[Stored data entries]
## Start
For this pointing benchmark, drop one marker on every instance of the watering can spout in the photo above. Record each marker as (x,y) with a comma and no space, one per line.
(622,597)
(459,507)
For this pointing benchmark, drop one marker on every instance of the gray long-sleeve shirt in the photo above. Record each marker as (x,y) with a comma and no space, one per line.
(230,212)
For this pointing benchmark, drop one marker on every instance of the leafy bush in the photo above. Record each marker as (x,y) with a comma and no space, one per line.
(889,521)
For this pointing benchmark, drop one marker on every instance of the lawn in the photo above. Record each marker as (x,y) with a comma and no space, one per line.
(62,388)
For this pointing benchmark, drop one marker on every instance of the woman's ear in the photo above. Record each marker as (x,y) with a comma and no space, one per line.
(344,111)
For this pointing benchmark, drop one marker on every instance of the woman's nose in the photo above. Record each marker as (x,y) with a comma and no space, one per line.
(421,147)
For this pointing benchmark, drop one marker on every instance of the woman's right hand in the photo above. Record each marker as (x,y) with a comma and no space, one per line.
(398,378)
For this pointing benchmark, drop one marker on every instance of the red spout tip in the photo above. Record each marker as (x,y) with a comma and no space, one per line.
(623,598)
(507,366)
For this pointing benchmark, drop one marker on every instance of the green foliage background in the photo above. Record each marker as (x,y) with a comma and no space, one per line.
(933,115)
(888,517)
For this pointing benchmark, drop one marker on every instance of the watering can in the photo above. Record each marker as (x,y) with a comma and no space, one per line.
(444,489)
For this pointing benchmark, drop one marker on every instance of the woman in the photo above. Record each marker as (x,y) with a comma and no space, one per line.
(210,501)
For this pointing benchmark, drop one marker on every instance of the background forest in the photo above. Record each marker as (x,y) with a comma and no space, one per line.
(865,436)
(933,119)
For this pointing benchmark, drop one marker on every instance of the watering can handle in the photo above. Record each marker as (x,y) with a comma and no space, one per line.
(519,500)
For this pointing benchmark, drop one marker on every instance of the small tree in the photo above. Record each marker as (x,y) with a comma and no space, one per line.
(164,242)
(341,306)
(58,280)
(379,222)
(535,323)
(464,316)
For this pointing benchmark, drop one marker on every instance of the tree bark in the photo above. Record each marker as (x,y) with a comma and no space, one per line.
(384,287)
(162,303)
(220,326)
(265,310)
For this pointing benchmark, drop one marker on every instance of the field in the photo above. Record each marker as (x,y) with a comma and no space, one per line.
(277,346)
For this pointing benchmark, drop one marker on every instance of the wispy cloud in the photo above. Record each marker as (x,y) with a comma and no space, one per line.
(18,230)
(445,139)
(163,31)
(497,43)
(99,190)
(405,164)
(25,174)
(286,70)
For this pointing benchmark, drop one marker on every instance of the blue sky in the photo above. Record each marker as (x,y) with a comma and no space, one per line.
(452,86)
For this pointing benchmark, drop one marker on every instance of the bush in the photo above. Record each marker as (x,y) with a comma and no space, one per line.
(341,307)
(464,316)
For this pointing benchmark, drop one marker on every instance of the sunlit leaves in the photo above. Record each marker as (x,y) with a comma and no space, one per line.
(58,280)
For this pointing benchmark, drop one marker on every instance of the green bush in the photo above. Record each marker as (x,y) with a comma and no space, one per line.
## End
● To be done
Copy exactly the lines of the listing above, beginning at the line with "of the field" and ending at its final line; write out nothing else.

● Correct result
For this pointing benchmark, drop one marker on every instance of the field in the photo above. Record each marker as (x,y) with a comma and no space, one per line.
(277,346)
For this pointing benchmark, drop one marker on every instance of the wispy cloud in the photo above. Record each marker as (x,y) with a comma and no space, one per line.
(18,230)
(445,139)
(163,31)
(497,43)
(99,190)
(405,164)
(25,174)
(286,70)
For this pointing benchmark, drop one marker on every instance of the blue sky in the photo above. Record each marker as (x,y) with a comma and no space, one per line.
(452,86)
For this pointing benchmark, drop one marker on every instance of the bush in the photo above. Record each marker as (x,y) with a comma and no space, one per line.
(341,307)
(464,316)
For this pointing benchmark, drop one marker on every instance of the sunlit leaves in the photo above. Record each marker as (x,y) with a comma and no space, one per line.
(58,280)
For this pointing benchmark, drop one marker on every instance of the green bush in the photo above. Record each marker as (x,y) with a comma and no space, one per line.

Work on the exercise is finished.